Extracted data entries
==================================================
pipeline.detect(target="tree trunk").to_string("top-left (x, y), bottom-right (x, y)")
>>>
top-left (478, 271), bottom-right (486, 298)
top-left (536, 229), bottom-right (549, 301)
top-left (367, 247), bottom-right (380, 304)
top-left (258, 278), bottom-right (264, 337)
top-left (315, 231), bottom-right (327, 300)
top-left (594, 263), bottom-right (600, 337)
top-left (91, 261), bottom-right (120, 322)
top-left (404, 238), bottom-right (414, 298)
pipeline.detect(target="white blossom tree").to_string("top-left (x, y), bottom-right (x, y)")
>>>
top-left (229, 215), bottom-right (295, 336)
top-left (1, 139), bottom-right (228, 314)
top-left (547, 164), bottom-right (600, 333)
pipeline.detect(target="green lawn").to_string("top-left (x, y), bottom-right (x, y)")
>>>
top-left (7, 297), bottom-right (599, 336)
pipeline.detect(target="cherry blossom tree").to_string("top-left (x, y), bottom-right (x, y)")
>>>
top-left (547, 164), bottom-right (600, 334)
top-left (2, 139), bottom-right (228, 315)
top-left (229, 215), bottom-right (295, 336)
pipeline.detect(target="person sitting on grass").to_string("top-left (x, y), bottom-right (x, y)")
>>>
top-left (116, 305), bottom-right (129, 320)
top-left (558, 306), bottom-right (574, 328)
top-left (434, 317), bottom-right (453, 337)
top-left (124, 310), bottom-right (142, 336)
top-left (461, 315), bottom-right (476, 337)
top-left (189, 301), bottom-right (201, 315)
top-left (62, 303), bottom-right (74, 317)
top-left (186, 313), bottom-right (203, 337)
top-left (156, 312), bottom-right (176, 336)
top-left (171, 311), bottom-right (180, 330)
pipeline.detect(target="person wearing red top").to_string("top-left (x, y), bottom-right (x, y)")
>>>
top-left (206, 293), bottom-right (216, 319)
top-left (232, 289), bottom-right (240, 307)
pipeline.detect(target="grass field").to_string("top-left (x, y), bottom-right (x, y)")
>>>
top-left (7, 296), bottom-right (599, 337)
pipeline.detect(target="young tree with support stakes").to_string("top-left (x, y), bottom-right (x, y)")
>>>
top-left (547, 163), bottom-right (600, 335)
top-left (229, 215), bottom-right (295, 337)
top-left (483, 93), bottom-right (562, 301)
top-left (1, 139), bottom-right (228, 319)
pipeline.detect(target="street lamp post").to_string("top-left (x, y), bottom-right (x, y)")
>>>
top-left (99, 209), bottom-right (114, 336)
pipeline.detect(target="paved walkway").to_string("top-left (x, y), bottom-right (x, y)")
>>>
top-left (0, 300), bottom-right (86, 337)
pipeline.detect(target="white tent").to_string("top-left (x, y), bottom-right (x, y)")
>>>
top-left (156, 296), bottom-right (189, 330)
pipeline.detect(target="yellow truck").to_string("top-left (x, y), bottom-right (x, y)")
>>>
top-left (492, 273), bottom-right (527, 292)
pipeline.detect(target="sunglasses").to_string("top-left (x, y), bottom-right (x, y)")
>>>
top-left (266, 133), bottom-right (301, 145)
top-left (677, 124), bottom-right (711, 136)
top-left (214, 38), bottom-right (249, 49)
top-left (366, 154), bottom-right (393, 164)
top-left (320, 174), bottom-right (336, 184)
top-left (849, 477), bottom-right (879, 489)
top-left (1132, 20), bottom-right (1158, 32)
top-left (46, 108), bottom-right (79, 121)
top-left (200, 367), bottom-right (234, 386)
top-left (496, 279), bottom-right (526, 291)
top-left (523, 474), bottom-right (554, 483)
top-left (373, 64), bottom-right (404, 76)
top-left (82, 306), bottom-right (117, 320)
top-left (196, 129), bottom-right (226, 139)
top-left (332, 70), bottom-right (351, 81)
==================================================
Each line of the data that holds "blossom" should be copied.

pipeline.detect(target="white blossom tree").to_string("top-left (x, y), bottom-right (x, y)")
pipeline.detect(target="cherry blossom tree").to_string("top-left (x, y), bottom-right (x, y)")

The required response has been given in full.